Task instructions →
Lines before the one containing "Place one keypoint on each instance of the background" are excluded; retype that line and all remaining lines of the material exactly.

Data shown →
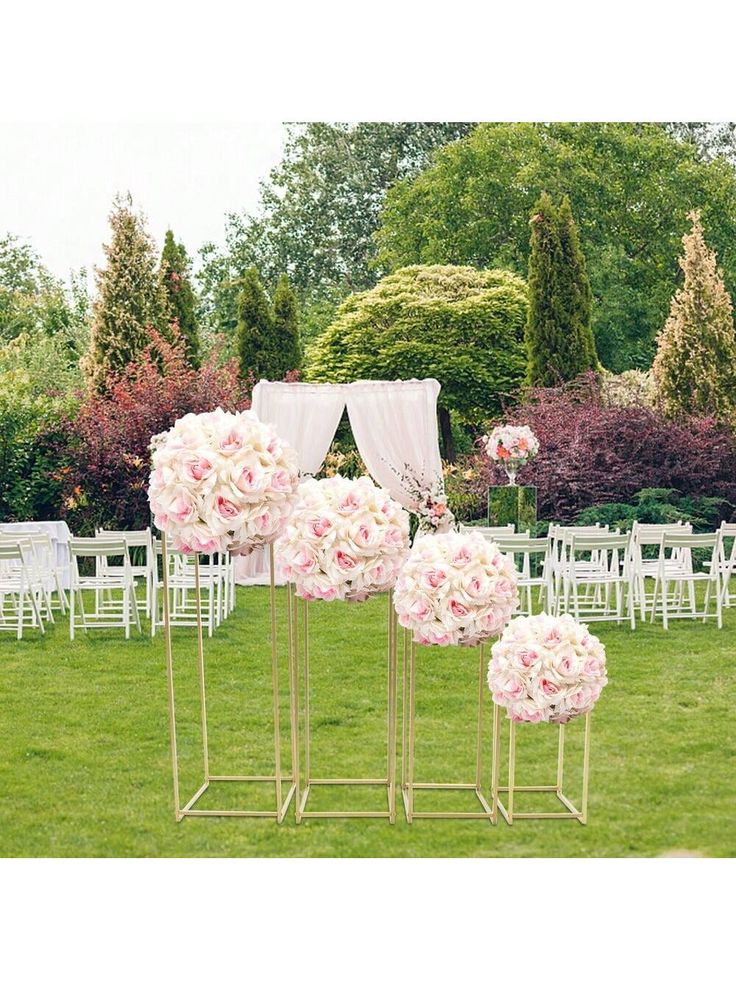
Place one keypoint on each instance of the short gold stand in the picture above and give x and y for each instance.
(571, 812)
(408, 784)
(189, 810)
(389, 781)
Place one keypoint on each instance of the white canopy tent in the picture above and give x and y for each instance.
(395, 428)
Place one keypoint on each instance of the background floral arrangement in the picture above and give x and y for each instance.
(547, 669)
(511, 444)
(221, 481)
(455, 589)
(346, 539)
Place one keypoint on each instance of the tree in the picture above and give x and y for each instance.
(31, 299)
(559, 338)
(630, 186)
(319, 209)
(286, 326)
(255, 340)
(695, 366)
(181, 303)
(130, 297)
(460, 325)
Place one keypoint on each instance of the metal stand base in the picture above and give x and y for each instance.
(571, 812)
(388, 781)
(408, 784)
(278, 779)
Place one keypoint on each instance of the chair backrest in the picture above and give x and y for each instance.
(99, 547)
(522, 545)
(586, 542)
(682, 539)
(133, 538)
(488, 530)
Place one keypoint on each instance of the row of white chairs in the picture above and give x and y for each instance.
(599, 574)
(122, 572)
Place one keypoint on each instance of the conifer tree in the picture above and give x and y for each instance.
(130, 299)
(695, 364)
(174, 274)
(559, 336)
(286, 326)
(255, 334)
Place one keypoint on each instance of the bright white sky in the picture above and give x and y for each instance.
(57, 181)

Response to the exercise →
Place one keypoint on each instance of the background floral arrangement in the picture above and give x and y for each instance.
(547, 669)
(511, 444)
(221, 481)
(455, 589)
(346, 539)
Place one keypoint on each instance of the tree in the picture above and give x and y for each instance.
(31, 299)
(559, 338)
(630, 186)
(319, 209)
(286, 326)
(255, 340)
(695, 366)
(181, 303)
(130, 297)
(460, 325)
Place one keypoint on each instance of the metal stand base in the picture above and give x and y for each instance.
(571, 812)
(388, 781)
(408, 784)
(278, 779)
Place one keypoint on each instance of the chair backrest in the picture above and give x and y for each instance.
(99, 547)
(522, 545)
(586, 542)
(682, 539)
(133, 538)
(488, 530)
Place one keypoint on each instance of the row of white chairs in the picture above and give x and y for each instance.
(599, 574)
(122, 572)
Place one keypoint on each instance of the conifer tree in the picture above and give x and y for each instance.
(130, 299)
(695, 364)
(174, 274)
(559, 336)
(286, 326)
(255, 334)
Place one keypoint on each instance of the bright white sky in the picture above and give x and y for each instance.
(57, 181)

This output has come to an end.